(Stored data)
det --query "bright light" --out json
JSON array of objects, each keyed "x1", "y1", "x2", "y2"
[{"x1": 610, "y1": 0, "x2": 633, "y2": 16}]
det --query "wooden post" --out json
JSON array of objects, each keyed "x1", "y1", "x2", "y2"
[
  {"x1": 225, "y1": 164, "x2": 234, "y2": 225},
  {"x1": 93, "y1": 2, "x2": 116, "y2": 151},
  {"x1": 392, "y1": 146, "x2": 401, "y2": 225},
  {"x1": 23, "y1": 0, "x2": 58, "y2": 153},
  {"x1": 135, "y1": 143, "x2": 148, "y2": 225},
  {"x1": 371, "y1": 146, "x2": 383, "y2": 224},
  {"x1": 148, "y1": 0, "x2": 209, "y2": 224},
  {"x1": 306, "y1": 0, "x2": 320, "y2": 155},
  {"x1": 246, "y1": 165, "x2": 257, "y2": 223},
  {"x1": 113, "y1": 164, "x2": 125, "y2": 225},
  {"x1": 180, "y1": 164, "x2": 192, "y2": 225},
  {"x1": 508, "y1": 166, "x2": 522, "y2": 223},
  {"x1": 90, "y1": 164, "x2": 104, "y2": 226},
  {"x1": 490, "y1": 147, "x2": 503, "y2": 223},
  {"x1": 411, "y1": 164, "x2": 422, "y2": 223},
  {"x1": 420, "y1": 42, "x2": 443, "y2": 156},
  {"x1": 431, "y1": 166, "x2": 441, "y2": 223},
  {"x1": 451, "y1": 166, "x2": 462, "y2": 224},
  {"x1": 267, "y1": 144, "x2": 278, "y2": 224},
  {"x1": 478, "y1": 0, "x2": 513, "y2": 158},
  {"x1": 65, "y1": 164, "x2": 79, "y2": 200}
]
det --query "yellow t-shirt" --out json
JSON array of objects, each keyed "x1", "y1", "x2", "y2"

» **What to do**
Rewrite every one of the items above, swapping each "--query" for "--prompt" and keeping all else as it stands.

» **The solution**
det --prompt "bright light" --out json
JSON array of objects, each keyed "x1", "y1", "x2", "y2"
[{"x1": 610, "y1": 0, "x2": 633, "y2": 16}]
det --prompt "wooden post" --out json
JSON array of objects, each keyed "x1", "y1", "x2", "y2"
[
  {"x1": 225, "y1": 164, "x2": 234, "y2": 225},
  {"x1": 93, "y1": 2, "x2": 116, "y2": 151},
  {"x1": 392, "y1": 146, "x2": 401, "y2": 225},
  {"x1": 23, "y1": 0, "x2": 58, "y2": 153},
  {"x1": 135, "y1": 143, "x2": 148, "y2": 225},
  {"x1": 371, "y1": 146, "x2": 383, "y2": 224},
  {"x1": 148, "y1": 0, "x2": 209, "y2": 224},
  {"x1": 306, "y1": 0, "x2": 320, "y2": 155},
  {"x1": 246, "y1": 165, "x2": 257, "y2": 223},
  {"x1": 113, "y1": 164, "x2": 125, "y2": 225},
  {"x1": 180, "y1": 164, "x2": 192, "y2": 225},
  {"x1": 508, "y1": 166, "x2": 522, "y2": 223},
  {"x1": 90, "y1": 164, "x2": 104, "y2": 226},
  {"x1": 490, "y1": 147, "x2": 503, "y2": 223},
  {"x1": 411, "y1": 164, "x2": 422, "y2": 223},
  {"x1": 420, "y1": 42, "x2": 443, "y2": 156},
  {"x1": 431, "y1": 166, "x2": 441, "y2": 223},
  {"x1": 451, "y1": 166, "x2": 462, "y2": 224},
  {"x1": 267, "y1": 144, "x2": 278, "y2": 224},
  {"x1": 478, "y1": 0, "x2": 513, "y2": 158},
  {"x1": 65, "y1": 164, "x2": 79, "y2": 200}
]
det --prompt "yellow t-shirt" --out json
JSON array of objects, each keyed "x1", "y1", "x2", "y2"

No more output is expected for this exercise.